PROBLEM TO WORK ON: Pull out each line in the rows below that contains the string "approximate".

━━━━━ TASK INPUT

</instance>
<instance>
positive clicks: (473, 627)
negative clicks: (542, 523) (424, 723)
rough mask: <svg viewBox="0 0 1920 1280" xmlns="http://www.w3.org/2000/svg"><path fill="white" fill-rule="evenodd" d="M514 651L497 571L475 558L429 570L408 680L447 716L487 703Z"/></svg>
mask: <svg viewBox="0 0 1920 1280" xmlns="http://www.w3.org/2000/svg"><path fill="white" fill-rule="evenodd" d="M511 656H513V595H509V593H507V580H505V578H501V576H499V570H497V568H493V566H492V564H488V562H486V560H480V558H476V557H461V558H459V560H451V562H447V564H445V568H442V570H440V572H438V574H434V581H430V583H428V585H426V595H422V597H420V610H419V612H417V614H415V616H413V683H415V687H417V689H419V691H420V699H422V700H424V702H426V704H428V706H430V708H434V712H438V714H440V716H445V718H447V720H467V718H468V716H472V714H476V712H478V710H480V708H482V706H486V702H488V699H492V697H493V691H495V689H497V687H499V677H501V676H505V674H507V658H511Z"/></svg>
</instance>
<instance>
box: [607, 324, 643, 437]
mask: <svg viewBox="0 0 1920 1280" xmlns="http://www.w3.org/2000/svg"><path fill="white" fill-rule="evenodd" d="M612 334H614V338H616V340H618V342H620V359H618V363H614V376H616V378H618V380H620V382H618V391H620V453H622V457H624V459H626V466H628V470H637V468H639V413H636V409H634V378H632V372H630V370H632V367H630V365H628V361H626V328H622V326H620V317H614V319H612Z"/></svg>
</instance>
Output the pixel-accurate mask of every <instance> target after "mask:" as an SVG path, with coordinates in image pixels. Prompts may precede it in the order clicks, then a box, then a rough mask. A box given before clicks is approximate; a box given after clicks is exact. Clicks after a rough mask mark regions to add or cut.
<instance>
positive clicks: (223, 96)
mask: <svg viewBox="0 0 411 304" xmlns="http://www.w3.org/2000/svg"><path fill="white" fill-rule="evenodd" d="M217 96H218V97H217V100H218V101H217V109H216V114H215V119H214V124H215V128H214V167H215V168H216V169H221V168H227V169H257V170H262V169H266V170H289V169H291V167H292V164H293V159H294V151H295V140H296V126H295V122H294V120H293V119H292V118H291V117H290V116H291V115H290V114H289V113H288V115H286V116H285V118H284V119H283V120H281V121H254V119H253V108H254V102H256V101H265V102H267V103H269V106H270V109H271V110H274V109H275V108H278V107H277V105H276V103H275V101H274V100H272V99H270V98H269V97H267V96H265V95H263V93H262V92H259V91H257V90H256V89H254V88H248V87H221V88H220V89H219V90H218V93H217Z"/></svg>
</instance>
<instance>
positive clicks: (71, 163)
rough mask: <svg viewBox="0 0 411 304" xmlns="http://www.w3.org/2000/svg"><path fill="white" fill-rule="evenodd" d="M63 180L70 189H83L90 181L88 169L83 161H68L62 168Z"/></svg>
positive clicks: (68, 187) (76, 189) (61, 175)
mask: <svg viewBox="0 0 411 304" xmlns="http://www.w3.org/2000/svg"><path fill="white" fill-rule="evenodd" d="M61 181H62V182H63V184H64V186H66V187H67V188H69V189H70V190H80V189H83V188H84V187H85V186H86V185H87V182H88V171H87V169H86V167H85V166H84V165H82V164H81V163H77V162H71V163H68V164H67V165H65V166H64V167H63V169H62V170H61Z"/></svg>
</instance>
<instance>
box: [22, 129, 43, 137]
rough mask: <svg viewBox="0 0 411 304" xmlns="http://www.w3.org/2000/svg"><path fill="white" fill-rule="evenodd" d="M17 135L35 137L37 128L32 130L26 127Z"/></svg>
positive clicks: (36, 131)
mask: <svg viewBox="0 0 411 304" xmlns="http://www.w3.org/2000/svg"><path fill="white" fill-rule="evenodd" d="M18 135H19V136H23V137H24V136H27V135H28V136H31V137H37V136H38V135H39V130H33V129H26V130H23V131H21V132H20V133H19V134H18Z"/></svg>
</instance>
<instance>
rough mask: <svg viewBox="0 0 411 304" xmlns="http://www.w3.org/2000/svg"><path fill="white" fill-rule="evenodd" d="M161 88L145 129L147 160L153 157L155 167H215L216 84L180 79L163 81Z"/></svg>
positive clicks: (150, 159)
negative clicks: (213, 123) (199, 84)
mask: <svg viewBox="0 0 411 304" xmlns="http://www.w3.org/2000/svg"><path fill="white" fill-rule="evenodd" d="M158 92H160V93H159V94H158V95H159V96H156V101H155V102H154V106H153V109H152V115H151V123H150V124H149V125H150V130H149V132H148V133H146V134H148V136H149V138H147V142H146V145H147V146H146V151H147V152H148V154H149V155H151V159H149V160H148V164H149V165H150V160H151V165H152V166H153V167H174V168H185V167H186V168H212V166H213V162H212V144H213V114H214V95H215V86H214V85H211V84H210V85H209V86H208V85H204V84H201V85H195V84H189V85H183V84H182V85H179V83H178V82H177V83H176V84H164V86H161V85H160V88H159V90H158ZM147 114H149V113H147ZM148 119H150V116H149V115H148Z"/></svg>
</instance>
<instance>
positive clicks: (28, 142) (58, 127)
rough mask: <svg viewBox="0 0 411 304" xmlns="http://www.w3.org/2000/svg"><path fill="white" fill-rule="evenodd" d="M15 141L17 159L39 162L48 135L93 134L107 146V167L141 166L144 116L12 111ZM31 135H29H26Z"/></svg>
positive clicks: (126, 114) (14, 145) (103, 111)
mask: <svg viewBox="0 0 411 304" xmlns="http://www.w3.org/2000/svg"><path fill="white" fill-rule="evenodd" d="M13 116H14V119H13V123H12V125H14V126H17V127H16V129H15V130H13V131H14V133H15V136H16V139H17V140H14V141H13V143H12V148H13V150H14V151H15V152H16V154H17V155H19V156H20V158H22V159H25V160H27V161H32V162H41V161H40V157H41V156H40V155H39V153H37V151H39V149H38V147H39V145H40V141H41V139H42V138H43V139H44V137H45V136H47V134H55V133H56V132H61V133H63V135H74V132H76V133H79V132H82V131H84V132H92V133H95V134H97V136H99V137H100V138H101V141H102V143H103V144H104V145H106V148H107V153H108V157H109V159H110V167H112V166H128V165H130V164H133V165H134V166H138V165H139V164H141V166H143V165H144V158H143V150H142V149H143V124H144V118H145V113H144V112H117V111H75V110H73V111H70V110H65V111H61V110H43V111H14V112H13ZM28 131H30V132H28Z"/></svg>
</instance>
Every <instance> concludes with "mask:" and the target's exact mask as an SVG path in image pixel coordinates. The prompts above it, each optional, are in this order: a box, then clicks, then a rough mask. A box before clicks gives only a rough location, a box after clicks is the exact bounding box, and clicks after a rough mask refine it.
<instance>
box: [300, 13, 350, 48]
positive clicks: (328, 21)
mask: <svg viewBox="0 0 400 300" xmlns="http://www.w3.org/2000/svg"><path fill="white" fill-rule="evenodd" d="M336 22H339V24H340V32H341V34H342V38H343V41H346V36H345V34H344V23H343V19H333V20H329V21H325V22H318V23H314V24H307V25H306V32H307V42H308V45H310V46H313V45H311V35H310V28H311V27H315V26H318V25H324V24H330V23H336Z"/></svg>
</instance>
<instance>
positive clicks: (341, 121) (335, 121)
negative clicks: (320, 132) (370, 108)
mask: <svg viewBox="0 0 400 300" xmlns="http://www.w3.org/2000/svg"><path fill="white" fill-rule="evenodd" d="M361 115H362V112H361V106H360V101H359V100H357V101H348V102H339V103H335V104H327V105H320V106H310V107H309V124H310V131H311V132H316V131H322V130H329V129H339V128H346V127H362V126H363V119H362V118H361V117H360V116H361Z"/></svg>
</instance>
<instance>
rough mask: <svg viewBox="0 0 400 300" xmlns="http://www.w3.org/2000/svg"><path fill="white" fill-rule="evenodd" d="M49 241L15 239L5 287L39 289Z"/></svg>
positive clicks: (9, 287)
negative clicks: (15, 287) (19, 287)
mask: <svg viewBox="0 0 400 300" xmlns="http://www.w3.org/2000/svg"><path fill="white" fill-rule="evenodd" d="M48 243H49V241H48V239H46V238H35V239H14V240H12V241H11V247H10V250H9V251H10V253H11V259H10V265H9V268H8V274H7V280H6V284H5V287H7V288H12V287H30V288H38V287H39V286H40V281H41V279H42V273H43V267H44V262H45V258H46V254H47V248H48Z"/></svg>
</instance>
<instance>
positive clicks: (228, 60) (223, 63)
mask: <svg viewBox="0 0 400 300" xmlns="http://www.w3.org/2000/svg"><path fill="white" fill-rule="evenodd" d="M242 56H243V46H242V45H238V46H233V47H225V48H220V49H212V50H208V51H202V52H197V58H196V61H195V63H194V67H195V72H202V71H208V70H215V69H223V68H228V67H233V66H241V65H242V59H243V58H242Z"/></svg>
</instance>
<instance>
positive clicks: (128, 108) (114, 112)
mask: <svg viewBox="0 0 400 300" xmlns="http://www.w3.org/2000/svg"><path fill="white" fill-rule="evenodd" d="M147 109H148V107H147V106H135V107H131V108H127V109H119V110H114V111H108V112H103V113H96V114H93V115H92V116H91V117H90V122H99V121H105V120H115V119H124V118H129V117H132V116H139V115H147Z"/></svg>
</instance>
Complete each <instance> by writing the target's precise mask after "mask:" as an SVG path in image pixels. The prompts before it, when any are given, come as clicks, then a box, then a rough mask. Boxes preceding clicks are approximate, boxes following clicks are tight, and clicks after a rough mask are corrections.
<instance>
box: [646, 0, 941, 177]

━━━━━━━━━━

ANSWER BOX:
Output the pixel-accurate mask of every <instance> target after "mask:" as an SVG path, with coordinates in image pixels. Prompts may precede it in the order clicks, then a box, then a rough mask. A box given before clicks is approximate; a box given after clicks is exact. Clicks after a rough mask mark regions to add or cut.
Complete each <instance> by writing the target's precise mask after "mask:" as an SVG path in image pixels. The prompts before it, when any are given, come as clicks, then a box, then a rough mask. Boxes preceding clicks are approximate, boxes following clicks are tight, and clicks after a rough mask are corrections.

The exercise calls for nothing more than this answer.